DOCUMENT EXTRACT:
---------------
The onset of the pandemic has created rapid change in business practices, as companies move from in-person work to offsite locales. Accompanying this change has been a variety of new business ventures, products and services, as enterprising companies and individuals seek ways to bring innovations to the virtual business world.

But in their zeal to bring new products and services to market, are the best practices of the not-so-distant past, when in-person meetings were the norm, being forgotten? This is a good time to remind business deal makers and inventors — especially newer entrepreneurs and start-up companies — to follow a comprehensive check list to protect the ownership of their new products and services prior to disclosing them to a third party.

When business deals are hammered out at in-person meetings, they are typically guided by a detailed agenda, with a series of papers to sign, body language that can be read, and a format that is conducive to conversation, trust building and what-if scenarios centered around the use and ownership of the new product or service.

With these elements largely missing in remote business deals or in the early discussion phases of new opportunities, the situation can be fraught with potential business and financial losses.

Here are just a few of the risks with business deals that are forged solely online through Zoom or other virtual service vendors:

The ability to record and share the online conference, risking the loss of proprietary ideas and confidential information;

The inability to fully know who is on the other end of the online conference, out of sight, perhaps, but viewing and/or listening in on the meeting through a colleague’s access; and

The difficulty of monitoring the number of parties who are receiving information without having signed a non-disclosure agreement.

In industries that are exploding as a direct result of COVID-19, there are numerous ways that propriety innovations can be pirated away. A good example is telehealth. It has been around for years, yet the pandemic has made online access to physicians and healthcare providers an urgent initiative. Companies facilitating these services, whether providing software, electronic medical records, virtual treatment, or another new offering in this space, may find themselves playing catch-up on their IP protection as they race to meet current needs. When a product or service that was not expected to mature for five to 10 years is now seeing record demand, new business risks from competitors can arise quickly.

Best practices for entering into agreements remotely

This is a very good time to introduce a product or service into the virtual business world, as prospective buyers and business partners may be willing to enter into deals more quickly than usual in order to capture a new or growing market segment. Follow these best practices for new business discussions and sealing business deals remotely:

Protect your patent rights for a new product or service prior to disclosing the invention to a third party (e.g., someone interested in purchasing, licensing or financing your product or service). An intellectual property attorney will be able to assess the patent rights of your product or service and may recommend filing a patent application prior to the disclosure. You should consider not only protecting your invention (e.g., so that competitors do not pirate your product or service), but also making sure that you are not infringing any other party’s patent rights. If you skip this step, you risk losing your patent rights in the U.S. and/or foreign countries.
---------------
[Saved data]
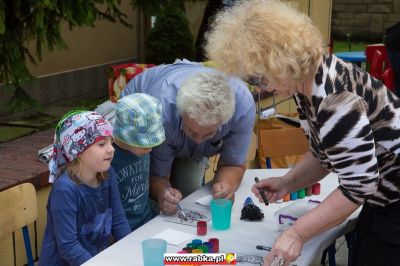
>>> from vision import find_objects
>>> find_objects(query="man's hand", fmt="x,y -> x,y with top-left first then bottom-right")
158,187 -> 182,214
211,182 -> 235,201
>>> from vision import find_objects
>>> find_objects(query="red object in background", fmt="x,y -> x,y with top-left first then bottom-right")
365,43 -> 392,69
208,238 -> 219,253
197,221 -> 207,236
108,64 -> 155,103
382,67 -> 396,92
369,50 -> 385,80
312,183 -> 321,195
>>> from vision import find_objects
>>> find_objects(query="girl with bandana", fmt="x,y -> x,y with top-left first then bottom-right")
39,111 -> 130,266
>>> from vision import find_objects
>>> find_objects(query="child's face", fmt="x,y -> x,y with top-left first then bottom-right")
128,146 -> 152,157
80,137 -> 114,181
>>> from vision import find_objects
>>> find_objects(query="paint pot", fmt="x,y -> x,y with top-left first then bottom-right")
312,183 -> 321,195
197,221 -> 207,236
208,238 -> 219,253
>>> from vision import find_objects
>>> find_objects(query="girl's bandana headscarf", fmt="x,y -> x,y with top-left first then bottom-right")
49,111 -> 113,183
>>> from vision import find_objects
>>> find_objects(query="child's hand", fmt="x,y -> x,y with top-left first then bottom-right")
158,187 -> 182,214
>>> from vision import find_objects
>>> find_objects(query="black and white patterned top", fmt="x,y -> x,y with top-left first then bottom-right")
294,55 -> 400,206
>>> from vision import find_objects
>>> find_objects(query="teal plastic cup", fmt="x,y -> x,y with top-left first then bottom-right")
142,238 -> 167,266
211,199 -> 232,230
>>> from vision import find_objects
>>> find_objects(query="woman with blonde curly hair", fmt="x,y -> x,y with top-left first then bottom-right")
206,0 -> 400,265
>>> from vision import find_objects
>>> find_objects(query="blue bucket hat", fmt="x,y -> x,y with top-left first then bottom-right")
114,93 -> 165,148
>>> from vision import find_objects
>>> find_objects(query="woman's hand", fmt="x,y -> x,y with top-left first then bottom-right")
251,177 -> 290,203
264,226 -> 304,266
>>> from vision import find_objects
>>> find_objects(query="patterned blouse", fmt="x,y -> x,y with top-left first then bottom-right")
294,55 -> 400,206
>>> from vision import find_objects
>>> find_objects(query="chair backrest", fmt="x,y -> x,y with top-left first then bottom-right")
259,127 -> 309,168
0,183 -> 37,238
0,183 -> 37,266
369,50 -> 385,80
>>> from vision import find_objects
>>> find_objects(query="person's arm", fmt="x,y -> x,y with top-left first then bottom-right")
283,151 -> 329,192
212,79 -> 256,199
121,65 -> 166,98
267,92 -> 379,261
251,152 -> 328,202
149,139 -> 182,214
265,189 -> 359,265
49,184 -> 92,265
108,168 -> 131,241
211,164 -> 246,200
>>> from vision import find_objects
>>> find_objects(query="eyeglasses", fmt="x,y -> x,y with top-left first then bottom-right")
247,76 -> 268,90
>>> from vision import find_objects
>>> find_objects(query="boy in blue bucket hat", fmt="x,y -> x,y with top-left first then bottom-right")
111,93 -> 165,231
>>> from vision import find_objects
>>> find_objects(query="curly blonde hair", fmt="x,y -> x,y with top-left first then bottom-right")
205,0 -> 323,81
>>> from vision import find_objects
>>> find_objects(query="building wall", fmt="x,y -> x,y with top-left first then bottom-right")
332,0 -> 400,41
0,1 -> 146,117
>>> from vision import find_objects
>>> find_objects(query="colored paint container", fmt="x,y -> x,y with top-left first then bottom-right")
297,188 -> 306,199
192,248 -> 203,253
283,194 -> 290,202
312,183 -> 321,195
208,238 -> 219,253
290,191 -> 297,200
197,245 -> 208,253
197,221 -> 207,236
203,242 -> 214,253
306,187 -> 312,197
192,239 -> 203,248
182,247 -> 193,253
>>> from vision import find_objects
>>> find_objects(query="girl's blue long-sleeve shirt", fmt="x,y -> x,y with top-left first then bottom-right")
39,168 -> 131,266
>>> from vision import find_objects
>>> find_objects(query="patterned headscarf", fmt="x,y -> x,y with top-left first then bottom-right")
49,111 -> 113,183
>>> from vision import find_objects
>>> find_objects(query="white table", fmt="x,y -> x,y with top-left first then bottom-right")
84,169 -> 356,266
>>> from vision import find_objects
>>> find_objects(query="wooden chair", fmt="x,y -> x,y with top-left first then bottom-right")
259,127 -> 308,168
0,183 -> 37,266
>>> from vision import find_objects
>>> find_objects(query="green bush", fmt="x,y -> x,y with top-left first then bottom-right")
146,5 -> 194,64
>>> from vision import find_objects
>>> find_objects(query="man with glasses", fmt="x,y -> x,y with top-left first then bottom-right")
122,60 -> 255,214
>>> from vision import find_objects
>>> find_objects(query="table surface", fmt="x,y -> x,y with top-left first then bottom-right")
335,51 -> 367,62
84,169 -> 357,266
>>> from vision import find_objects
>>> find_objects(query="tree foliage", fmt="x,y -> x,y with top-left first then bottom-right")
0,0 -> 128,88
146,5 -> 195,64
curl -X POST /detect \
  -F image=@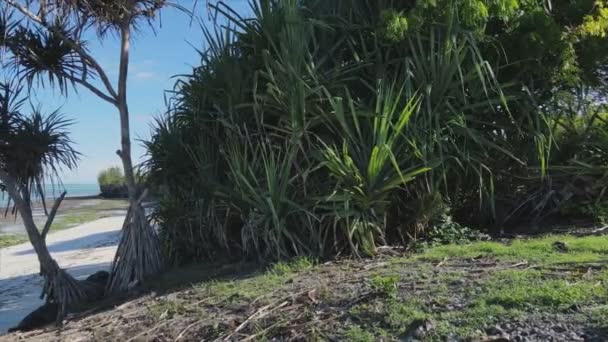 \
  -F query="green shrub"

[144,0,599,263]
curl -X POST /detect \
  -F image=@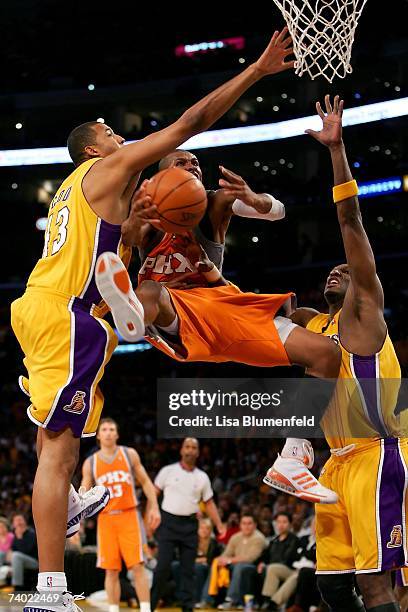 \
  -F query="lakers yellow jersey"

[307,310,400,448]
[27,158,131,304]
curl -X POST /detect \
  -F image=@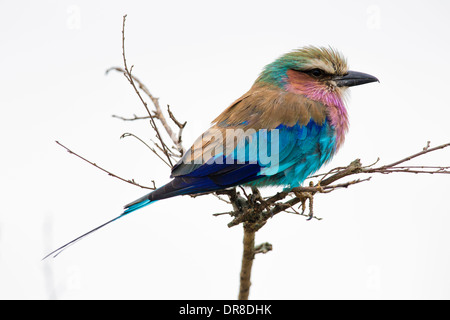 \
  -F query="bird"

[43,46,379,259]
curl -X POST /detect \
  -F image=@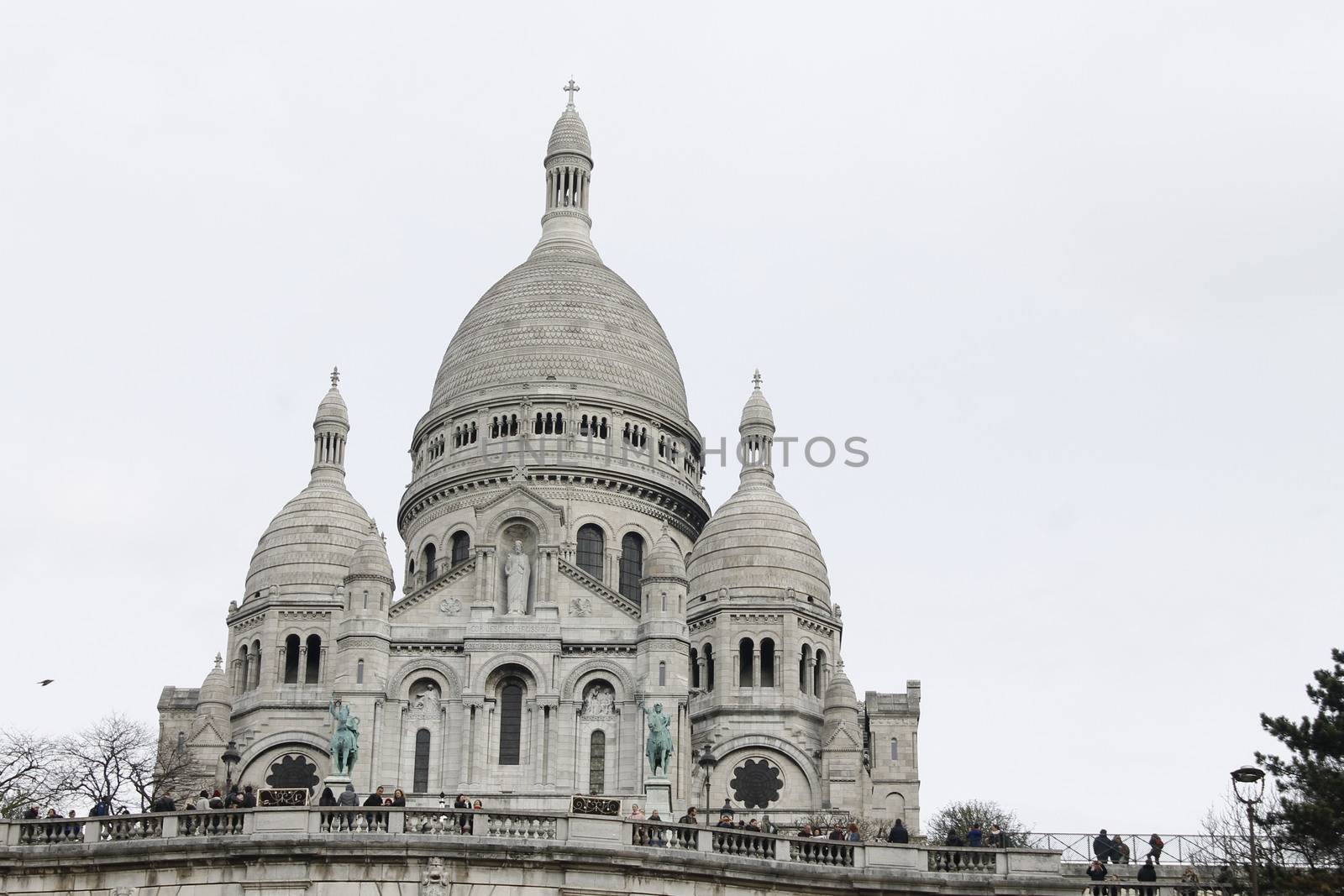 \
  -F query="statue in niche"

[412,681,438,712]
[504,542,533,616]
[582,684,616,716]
---------------
WORK REQUEST:
Answer these questions about the text on making business deals remotely:
1. Which industry does the text give as a good example of one exploding as a direct result of COVID-19?
2. What kind of attorney can assess the patent rights of a new product or service?
3. What agreement might people receiving information in an online conference not have signed?
You won't need the entries in the saved data.

EXERCISE RESULT:
1. Telehealth
2. An intellectual property attorney
3. A non-disclosure agreement